- [THE EXERCISE]
Find the line that contains "formatted as [631,426].". Then set down that line and all the lines after it, to the end of the records, exactly and with nothing added.

### DATA RECORDS

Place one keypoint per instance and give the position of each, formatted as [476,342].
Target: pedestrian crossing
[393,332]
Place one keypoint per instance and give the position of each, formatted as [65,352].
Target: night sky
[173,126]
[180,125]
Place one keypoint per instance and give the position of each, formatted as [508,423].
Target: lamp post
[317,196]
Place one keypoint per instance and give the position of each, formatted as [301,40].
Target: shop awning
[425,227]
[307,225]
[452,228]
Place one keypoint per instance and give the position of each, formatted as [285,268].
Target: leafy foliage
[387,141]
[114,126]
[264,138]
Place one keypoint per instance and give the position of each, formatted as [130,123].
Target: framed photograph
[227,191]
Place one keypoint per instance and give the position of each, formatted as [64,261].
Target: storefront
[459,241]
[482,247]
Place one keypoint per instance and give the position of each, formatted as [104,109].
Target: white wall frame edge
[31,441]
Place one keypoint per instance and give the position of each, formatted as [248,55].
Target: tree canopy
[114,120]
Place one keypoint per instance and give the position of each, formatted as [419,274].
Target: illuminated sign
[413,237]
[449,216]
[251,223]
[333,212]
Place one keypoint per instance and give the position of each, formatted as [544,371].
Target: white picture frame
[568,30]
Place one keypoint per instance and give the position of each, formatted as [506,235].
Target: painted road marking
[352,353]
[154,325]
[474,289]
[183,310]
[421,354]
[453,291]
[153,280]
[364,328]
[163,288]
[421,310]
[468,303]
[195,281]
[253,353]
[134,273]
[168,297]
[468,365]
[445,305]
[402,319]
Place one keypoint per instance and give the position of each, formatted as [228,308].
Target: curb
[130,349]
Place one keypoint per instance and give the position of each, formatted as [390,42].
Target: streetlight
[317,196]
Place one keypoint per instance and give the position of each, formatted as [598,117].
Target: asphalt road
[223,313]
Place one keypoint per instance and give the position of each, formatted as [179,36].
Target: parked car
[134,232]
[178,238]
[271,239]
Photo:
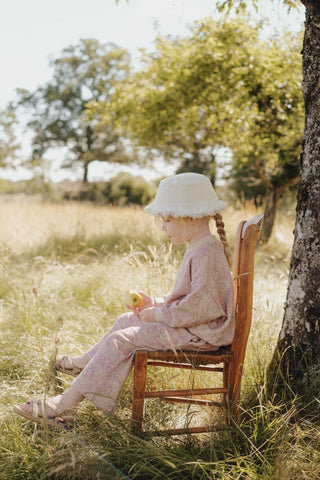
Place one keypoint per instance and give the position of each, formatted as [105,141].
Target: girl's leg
[81,361]
[103,378]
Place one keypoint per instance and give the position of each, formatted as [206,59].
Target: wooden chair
[230,358]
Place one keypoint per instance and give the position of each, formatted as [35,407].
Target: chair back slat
[243,274]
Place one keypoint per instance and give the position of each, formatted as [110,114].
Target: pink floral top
[202,296]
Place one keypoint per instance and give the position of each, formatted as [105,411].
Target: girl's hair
[223,237]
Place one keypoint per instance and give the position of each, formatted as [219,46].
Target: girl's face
[176,229]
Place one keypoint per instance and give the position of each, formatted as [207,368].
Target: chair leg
[235,375]
[139,388]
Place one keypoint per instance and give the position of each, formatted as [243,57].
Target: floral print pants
[110,361]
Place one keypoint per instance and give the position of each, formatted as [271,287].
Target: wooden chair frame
[230,359]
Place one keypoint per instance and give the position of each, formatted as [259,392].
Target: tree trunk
[297,355]
[272,202]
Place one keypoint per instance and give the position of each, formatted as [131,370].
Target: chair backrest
[243,273]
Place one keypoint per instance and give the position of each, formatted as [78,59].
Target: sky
[33,31]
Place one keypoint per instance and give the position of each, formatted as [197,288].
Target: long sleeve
[202,296]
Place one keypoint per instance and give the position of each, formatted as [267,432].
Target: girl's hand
[146,302]
[148,315]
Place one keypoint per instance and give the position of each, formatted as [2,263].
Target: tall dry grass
[64,270]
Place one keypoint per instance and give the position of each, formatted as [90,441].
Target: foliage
[124,189]
[84,72]
[8,138]
[223,85]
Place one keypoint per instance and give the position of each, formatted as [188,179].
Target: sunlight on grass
[64,272]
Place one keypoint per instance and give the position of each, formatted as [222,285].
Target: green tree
[297,354]
[85,72]
[8,139]
[275,131]
[223,86]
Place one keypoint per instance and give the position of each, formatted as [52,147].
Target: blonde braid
[223,237]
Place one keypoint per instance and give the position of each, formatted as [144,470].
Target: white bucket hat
[186,195]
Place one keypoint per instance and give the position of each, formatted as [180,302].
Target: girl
[197,315]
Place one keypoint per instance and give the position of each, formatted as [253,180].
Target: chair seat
[195,358]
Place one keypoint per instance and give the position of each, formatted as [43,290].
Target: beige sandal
[64,365]
[30,410]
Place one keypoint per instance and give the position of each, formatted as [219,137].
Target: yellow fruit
[135,298]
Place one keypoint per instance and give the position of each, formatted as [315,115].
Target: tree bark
[297,355]
[270,211]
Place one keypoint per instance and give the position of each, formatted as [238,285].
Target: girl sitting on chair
[197,315]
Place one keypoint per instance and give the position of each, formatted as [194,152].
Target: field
[64,271]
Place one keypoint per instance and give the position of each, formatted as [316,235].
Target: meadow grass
[64,271]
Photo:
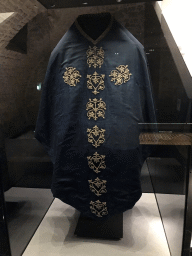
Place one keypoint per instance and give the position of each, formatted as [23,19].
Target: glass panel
[166,142]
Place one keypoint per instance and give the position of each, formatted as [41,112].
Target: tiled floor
[143,233]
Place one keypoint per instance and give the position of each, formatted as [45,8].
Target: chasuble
[96,91]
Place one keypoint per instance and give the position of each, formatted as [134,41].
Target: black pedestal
[109,229]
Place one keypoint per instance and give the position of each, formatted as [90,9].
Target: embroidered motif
[95,82]
[96,108]
[98,208]
[120,75]
[96,162]
[98,187]
[95,56]
[71,76]
[95,132]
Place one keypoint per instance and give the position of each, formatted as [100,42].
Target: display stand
[111,228]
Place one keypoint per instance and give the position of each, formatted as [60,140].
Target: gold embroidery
[98,208]
[71,76]
[96,108]
[97,80]
[98,186]
[96,162]
[95,132]
[95,56]
[120,75]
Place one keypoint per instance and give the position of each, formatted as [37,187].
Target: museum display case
[32,219]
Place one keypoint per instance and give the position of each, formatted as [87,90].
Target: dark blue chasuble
[94,95]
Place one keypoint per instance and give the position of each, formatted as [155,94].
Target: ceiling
[55,4]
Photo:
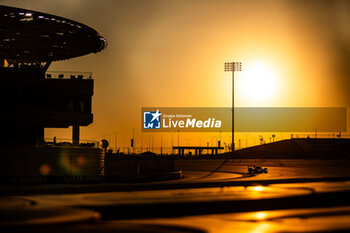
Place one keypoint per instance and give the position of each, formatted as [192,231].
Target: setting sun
[258,83]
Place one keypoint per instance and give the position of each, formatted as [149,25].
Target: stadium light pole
[232,67]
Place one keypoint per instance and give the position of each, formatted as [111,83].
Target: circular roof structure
[31,36]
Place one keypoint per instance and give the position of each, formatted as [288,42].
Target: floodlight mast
[233,66]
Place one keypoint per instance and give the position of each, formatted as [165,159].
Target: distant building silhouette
[32,99]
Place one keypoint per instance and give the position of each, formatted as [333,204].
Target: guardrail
[69,142]
[68,75]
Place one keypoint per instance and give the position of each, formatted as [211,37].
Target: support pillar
[76,134]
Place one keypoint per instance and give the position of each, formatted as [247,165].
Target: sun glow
[258,83]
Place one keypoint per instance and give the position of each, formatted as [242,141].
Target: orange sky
[170,53]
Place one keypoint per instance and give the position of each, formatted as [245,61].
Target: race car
[256,170]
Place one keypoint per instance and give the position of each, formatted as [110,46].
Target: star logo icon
[156,115]
[151,120]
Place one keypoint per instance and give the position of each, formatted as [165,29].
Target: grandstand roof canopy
[31,36]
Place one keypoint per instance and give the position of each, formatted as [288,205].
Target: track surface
[213,196]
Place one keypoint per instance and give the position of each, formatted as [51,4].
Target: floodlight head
[233,66]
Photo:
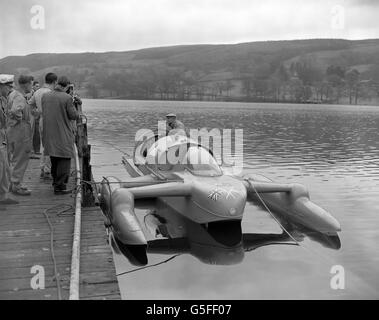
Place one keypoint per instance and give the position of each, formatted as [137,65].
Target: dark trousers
[60,171]
[36,137]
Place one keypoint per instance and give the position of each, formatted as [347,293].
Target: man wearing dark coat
[58,135]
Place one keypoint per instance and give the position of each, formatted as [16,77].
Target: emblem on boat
[215,194]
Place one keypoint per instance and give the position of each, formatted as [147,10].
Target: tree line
[297,82]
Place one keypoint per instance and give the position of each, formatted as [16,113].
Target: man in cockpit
[174,126]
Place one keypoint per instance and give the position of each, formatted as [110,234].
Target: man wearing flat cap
[19,134]
[6,85]
[174,126]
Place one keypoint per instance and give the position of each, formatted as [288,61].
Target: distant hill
[247,71]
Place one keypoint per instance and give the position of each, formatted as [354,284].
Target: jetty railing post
[84,151]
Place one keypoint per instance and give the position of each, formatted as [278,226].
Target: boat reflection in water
[217,243]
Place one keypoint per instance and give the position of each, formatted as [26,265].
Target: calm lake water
[333,150]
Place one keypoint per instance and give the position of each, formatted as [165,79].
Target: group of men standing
[53,104]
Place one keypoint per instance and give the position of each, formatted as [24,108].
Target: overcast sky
[119,25]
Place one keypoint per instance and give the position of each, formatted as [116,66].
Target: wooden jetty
[82,257]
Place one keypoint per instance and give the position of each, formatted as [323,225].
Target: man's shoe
[62,192]
[8,201]
[45,176]
[21,192]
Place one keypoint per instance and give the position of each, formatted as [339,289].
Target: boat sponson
[125,224]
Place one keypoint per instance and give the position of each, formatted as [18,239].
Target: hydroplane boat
[184,175]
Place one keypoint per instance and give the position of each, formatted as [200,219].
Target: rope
[56,273]
[152,265]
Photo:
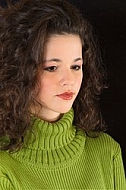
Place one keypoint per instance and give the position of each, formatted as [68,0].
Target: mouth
[66,95]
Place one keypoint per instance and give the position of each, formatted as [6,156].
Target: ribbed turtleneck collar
[50,136]
[52,143]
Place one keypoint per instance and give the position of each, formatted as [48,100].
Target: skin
[61,72]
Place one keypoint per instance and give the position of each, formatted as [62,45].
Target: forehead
[63,45]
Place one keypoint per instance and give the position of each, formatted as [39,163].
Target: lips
[66,95]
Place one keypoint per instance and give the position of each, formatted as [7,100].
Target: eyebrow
[58,60]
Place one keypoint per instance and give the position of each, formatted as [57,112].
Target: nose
[67,79]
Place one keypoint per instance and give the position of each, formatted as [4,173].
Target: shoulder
[103,143]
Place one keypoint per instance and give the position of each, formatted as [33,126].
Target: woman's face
[61,76]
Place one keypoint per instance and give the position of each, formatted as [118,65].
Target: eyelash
[54,68]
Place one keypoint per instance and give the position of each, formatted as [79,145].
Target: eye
[51,68]
[76,67]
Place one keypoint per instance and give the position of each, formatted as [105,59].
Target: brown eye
[51,68]
[76,67]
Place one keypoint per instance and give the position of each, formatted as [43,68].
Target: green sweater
[57,156]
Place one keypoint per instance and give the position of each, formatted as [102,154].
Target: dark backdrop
[108,18]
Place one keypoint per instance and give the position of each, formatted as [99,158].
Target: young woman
[51,131]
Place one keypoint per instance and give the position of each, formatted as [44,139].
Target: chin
[65,110]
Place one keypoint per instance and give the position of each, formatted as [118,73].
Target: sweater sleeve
[119,174]
[5,183]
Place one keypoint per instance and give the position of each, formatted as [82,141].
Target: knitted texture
[57,156]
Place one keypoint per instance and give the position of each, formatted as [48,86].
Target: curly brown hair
[24,30]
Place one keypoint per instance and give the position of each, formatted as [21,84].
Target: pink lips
[66,95]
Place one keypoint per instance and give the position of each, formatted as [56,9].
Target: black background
[108,18]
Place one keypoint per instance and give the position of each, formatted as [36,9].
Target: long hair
[24,30]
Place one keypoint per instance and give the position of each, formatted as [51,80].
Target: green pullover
[58,156]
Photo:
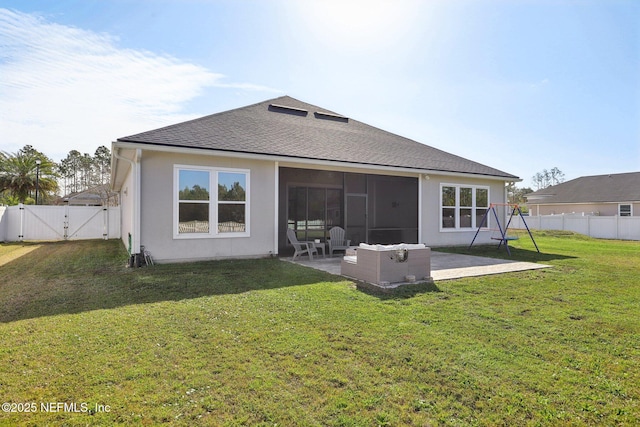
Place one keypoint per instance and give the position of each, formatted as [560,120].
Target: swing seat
[505,238]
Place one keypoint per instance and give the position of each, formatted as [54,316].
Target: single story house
[230,184]
[605,195]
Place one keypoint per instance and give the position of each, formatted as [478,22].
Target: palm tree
[19,173]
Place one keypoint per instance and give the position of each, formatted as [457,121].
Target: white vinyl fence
[602,227]
[29,222]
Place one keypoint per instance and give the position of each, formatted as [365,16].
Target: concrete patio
[444,266]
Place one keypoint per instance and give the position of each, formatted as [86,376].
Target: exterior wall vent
[331,116]
[287,109]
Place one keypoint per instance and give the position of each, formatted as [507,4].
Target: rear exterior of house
[598,195]
[231,184]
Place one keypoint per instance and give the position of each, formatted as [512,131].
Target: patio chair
[337,241]
[301,248]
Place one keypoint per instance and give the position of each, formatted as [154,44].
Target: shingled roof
[622,187]
[287,127]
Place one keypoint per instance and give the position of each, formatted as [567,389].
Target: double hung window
[625,210]
[197,205]
[463,207]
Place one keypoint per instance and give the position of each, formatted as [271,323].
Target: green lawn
[266,342]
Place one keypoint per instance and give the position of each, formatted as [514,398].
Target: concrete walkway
[444,266]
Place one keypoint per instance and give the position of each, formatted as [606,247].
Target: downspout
[135,259]
[420,178]
[276,225]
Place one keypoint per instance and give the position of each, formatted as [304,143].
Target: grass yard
[85,341]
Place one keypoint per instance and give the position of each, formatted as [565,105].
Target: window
[625,210]
[196,206]
[463,207]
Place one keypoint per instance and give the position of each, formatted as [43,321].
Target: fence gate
[28,222]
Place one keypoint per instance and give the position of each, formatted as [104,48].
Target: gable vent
[286,109]
[331,116]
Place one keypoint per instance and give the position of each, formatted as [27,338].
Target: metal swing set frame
[504,238]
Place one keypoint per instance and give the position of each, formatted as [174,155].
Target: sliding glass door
[313,211]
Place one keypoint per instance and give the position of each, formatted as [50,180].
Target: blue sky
[518,85]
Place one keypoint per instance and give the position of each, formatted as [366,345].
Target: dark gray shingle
[267,128]
[622,187]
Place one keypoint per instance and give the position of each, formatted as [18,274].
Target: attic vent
[286,109]
[331,116]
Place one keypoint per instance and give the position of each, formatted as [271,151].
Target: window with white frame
[463,206]
[625,210]
[196,206]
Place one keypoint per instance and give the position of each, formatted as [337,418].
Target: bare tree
[547,178]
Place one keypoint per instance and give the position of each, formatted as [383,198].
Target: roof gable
[288,127]
[623,187]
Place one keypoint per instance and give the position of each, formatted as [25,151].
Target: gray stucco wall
[432,233]
[157,210]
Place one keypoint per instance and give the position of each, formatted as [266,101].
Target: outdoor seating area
[384,265]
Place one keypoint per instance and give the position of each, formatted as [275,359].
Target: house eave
[303,160]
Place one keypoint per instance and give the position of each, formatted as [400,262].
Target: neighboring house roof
[287,127]
[622,187]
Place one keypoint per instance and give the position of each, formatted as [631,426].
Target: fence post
[66,220]
[105,222]
[21,234]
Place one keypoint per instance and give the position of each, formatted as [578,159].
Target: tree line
[29,174]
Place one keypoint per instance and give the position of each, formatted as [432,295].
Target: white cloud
[65,88]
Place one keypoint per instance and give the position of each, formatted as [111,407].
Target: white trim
[301,160]
[213,202]
[456,228]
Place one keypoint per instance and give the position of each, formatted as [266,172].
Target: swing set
[500,233]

######

- [WRITTEN RESPONSE]
Place one keypoint per instance and give the position of each, formatted as [631,426].
Target: fence post
[66,220]
[105,222]
[21,234]
Place one keypoint per instance and give the position of each, formatted as [578,159].
Target: tree line
[29,174]
Place one keypoint per instance and give the position of each, formatted as [432,295].
Target: white cloud
[65,88]
Place one keypoint per instance and give the position of each, formatted as [111,407].
Target: white trim
[301,160]
[213,202]
[456,228]
Place one keypoint per instance and give the position of each, formatted as [266,172].
Target: swing set
[500,233]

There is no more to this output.